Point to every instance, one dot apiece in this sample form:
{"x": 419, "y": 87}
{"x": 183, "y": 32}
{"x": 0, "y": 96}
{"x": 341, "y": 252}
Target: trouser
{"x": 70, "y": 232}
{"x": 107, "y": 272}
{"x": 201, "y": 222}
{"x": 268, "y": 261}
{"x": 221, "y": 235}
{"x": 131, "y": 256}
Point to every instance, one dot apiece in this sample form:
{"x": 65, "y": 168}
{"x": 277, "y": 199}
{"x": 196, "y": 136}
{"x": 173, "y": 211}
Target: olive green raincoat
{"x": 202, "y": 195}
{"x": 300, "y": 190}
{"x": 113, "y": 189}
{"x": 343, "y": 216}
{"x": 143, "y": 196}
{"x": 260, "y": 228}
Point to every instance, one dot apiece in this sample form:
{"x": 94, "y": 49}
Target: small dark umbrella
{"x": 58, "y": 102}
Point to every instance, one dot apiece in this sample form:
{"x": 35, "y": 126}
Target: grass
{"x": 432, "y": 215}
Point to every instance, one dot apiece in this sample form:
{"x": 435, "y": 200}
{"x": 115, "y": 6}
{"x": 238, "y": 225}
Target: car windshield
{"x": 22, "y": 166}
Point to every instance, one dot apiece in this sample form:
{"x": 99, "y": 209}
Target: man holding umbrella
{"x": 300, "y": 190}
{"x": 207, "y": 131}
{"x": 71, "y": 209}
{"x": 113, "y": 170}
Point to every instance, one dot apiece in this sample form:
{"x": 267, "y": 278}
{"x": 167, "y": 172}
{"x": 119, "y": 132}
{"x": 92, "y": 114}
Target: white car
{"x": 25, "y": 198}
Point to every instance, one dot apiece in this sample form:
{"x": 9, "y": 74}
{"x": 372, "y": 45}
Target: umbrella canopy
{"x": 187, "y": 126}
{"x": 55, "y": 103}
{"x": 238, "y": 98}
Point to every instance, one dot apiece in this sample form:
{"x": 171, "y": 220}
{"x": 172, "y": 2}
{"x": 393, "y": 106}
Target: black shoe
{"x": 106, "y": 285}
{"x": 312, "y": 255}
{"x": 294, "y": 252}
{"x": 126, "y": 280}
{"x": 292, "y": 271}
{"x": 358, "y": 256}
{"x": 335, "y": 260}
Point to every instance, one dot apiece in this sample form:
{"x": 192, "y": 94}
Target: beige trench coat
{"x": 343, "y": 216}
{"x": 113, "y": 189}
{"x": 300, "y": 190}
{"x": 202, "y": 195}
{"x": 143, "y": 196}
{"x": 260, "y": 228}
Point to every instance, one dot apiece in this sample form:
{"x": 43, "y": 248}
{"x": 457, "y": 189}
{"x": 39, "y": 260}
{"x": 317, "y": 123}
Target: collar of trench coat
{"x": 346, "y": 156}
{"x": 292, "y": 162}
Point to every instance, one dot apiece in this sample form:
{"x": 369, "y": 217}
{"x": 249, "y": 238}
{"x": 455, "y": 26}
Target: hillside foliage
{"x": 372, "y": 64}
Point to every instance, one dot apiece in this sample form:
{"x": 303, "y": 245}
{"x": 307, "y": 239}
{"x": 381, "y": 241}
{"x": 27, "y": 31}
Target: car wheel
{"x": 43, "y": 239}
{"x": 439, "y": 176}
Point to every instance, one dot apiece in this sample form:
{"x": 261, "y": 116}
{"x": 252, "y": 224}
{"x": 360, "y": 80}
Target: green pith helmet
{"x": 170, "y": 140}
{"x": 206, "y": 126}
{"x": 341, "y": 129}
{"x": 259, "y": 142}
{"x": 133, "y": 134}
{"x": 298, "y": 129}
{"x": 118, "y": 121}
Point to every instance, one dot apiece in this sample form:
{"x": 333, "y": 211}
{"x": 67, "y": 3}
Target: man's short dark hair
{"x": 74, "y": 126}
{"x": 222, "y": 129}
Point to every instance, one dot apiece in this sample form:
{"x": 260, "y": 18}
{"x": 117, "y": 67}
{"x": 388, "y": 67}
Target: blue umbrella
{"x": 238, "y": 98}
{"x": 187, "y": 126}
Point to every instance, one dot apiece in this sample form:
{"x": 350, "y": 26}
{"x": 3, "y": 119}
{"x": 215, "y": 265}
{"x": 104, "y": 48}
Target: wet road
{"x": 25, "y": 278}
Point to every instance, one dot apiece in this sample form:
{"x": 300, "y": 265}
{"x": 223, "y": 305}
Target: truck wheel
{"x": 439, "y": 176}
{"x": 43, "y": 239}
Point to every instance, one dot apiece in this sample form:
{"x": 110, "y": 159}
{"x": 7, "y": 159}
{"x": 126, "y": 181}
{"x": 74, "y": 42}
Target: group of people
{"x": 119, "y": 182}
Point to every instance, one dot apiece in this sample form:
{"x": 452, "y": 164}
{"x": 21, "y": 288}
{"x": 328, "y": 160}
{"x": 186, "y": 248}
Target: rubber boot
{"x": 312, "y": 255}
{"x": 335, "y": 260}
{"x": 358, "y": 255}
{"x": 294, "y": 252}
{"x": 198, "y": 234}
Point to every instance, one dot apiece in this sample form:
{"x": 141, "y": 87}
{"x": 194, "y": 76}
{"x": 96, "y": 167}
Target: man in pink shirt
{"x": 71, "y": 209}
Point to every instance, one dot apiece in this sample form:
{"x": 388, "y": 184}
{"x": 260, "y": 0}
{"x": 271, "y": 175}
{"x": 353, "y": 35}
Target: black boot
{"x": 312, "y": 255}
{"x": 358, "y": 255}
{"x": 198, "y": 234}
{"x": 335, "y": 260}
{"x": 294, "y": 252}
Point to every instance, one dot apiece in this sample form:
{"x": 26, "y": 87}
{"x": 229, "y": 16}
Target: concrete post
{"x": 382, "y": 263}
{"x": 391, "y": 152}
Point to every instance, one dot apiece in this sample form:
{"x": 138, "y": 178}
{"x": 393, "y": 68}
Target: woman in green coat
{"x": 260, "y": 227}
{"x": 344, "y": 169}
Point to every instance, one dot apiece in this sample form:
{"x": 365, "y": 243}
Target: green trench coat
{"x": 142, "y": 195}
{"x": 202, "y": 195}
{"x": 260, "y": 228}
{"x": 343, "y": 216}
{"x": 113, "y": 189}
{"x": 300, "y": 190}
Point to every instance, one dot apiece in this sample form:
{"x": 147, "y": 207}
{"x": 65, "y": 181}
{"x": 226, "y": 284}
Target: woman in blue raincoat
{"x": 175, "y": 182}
__________
- [Your instructions] List each line of the rows above that contains the string "woman", copying the full line. Matching is case-sensitive.

- [Result below]
Target: woman in green coat
Target: woman in blue raincoat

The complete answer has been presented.